◆ Your task: Copy the lines from the one with "Objective: for every instance of the wildflower" to the one with "Target: wildflower meadow", changing "wildflower meadow" to "alpine meadow" and keeping everything else the same.

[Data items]
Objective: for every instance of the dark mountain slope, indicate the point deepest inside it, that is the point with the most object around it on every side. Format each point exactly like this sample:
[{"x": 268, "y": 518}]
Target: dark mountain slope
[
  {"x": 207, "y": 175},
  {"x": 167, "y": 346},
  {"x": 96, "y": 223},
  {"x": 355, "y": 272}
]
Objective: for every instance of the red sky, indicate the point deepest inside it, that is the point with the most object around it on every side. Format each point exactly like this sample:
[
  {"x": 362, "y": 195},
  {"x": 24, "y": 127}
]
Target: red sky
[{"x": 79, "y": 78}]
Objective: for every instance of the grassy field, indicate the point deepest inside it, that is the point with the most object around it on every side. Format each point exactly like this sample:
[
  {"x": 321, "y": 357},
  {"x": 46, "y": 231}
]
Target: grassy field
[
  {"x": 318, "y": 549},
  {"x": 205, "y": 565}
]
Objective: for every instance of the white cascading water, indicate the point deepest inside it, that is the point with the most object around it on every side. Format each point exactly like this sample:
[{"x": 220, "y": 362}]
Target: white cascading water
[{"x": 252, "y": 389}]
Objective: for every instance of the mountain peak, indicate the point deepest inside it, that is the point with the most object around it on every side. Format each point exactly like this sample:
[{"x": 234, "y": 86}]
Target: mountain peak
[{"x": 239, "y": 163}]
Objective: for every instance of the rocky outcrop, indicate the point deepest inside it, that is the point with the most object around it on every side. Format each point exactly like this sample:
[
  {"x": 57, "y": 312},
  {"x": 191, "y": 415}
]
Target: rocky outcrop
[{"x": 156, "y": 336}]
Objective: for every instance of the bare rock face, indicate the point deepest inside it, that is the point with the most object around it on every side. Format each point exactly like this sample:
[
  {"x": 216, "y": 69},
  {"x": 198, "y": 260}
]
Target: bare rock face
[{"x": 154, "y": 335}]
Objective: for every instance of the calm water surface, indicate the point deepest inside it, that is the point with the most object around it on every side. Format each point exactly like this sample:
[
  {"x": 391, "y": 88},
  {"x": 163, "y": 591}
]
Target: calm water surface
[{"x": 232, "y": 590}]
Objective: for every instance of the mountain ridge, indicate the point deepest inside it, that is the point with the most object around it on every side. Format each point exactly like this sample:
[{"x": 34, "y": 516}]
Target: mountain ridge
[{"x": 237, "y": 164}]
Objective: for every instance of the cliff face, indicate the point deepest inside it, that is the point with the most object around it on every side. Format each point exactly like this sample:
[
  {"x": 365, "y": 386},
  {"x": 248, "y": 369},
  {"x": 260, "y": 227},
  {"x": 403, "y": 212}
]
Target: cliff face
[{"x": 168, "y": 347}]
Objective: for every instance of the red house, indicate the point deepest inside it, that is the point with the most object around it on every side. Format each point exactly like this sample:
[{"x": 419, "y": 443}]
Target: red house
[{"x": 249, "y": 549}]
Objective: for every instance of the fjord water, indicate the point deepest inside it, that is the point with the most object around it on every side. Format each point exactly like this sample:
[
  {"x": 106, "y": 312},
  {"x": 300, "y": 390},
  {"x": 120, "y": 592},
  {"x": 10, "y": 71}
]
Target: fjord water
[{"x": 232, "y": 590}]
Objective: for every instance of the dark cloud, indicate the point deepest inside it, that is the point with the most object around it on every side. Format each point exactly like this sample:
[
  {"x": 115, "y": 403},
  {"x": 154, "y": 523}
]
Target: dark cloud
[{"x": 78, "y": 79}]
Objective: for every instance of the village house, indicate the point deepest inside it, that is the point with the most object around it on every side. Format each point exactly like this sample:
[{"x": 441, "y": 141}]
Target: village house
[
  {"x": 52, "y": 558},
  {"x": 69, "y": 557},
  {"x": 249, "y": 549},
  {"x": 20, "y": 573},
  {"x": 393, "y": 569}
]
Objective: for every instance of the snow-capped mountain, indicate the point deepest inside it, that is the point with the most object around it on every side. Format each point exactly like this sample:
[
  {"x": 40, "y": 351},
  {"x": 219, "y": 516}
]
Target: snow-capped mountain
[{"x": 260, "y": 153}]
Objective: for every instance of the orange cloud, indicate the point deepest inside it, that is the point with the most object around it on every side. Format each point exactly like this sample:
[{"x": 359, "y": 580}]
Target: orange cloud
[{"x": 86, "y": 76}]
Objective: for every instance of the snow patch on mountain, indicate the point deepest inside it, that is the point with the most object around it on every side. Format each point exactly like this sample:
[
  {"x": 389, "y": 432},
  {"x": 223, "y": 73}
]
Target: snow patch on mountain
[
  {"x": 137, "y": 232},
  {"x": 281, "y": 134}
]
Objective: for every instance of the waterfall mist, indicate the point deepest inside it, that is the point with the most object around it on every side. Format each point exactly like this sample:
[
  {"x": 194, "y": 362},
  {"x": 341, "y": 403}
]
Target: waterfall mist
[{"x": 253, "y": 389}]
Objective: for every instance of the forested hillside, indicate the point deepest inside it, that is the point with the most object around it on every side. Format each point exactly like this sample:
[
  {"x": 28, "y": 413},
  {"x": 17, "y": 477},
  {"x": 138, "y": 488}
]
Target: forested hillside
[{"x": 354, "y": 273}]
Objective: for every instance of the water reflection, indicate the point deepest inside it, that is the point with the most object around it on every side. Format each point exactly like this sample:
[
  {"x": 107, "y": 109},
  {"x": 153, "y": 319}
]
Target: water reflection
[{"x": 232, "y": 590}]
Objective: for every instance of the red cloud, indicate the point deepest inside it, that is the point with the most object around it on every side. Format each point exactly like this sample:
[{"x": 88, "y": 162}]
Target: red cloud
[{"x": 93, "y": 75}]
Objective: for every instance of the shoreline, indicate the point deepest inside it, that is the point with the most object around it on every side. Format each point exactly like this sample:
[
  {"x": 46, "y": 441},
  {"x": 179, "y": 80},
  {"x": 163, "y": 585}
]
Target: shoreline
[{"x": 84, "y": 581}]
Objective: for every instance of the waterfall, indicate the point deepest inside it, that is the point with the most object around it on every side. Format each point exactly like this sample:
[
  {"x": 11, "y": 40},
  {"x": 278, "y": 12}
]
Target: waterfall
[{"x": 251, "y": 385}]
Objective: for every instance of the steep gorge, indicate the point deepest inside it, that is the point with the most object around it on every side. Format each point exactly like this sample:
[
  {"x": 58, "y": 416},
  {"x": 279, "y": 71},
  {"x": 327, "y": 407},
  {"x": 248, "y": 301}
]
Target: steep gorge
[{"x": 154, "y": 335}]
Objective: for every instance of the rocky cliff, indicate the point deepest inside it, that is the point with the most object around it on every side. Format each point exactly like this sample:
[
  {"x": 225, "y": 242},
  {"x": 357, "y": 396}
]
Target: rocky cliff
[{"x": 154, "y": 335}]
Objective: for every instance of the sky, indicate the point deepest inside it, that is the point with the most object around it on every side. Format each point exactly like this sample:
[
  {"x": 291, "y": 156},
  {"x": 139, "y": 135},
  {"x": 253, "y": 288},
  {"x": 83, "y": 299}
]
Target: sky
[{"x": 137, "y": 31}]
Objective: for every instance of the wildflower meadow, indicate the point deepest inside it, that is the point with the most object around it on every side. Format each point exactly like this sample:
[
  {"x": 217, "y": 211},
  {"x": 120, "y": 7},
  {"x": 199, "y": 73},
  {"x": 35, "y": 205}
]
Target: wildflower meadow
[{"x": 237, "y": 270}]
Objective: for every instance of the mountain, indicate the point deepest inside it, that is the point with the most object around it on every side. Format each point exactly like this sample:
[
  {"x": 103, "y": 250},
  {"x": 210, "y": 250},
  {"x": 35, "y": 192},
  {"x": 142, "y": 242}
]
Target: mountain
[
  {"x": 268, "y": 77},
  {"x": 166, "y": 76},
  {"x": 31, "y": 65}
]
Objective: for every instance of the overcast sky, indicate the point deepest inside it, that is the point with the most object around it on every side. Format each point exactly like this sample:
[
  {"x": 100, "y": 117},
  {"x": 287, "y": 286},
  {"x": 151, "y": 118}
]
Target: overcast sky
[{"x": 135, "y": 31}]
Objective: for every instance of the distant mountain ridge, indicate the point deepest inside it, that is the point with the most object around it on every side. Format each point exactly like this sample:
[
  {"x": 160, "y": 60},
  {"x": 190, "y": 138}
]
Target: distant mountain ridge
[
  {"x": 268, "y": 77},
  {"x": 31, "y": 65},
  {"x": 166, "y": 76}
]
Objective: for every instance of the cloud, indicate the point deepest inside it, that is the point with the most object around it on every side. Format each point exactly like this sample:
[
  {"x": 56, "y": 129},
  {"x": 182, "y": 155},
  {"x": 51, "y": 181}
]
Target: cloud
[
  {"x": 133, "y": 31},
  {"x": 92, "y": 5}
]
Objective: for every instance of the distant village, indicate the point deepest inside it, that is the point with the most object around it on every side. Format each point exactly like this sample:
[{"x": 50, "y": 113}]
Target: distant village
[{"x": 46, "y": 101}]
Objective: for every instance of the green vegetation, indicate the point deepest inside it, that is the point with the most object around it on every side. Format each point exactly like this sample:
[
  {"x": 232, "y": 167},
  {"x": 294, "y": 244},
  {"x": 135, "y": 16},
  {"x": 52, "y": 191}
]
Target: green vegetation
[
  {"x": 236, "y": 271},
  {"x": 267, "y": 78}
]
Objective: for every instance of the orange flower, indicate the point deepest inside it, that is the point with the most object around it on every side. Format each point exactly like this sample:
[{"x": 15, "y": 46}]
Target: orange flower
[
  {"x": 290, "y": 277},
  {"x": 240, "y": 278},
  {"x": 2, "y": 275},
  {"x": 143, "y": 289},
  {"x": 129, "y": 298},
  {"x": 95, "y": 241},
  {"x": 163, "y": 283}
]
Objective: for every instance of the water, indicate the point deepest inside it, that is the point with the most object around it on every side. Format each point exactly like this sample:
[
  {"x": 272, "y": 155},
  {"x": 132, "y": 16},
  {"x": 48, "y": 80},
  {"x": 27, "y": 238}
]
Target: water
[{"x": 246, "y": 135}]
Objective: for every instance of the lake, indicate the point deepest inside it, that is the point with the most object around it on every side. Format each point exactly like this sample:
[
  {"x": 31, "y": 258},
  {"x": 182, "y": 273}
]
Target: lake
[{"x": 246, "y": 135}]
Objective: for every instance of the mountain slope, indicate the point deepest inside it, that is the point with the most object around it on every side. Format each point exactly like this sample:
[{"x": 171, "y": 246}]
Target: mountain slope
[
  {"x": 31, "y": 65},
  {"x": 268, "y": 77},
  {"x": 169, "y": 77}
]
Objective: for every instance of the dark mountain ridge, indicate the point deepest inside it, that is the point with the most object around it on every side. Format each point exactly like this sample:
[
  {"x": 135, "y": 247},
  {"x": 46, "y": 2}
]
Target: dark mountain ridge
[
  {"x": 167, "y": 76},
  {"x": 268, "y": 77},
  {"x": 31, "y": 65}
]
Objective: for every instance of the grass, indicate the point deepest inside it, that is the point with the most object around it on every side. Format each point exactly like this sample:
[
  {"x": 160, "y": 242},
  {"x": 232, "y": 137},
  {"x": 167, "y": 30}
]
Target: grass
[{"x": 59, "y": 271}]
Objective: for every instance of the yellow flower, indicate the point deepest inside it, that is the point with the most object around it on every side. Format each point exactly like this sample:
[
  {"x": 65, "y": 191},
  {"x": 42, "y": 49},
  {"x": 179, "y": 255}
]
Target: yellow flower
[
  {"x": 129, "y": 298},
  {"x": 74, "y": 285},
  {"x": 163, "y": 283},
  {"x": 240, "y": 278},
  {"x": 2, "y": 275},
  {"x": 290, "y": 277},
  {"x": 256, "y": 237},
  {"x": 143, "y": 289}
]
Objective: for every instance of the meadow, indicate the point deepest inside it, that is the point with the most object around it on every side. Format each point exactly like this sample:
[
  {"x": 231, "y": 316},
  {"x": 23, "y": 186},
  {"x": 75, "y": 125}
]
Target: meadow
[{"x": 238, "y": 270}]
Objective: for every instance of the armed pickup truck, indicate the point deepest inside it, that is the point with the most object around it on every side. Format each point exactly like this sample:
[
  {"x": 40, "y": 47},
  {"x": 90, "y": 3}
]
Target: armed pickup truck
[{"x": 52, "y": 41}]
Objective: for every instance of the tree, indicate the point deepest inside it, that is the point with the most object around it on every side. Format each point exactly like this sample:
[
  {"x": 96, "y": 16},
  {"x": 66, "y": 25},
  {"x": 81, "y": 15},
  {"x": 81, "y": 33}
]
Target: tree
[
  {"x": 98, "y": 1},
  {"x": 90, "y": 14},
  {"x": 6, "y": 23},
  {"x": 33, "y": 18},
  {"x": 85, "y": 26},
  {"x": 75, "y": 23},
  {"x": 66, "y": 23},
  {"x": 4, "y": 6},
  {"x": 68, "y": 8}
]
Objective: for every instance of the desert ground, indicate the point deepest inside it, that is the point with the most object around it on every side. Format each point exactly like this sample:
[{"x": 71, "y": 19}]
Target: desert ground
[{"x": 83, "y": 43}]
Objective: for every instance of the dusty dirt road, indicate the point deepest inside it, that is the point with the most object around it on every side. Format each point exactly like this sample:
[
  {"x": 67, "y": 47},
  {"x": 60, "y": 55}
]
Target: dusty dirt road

◆ Task output:
Objective: for every instance of the alpine meadow, indicate the point deepest inside it, that is the point with the most object around it on every side. Format each point exactly like this sample:
[
  {"x": 217, "y": 211},
  {"x": 120, "y": 7},
  {"x": 199, "y": 73},
  {"x": 35, "y": 205}
]
Target: alpine meadow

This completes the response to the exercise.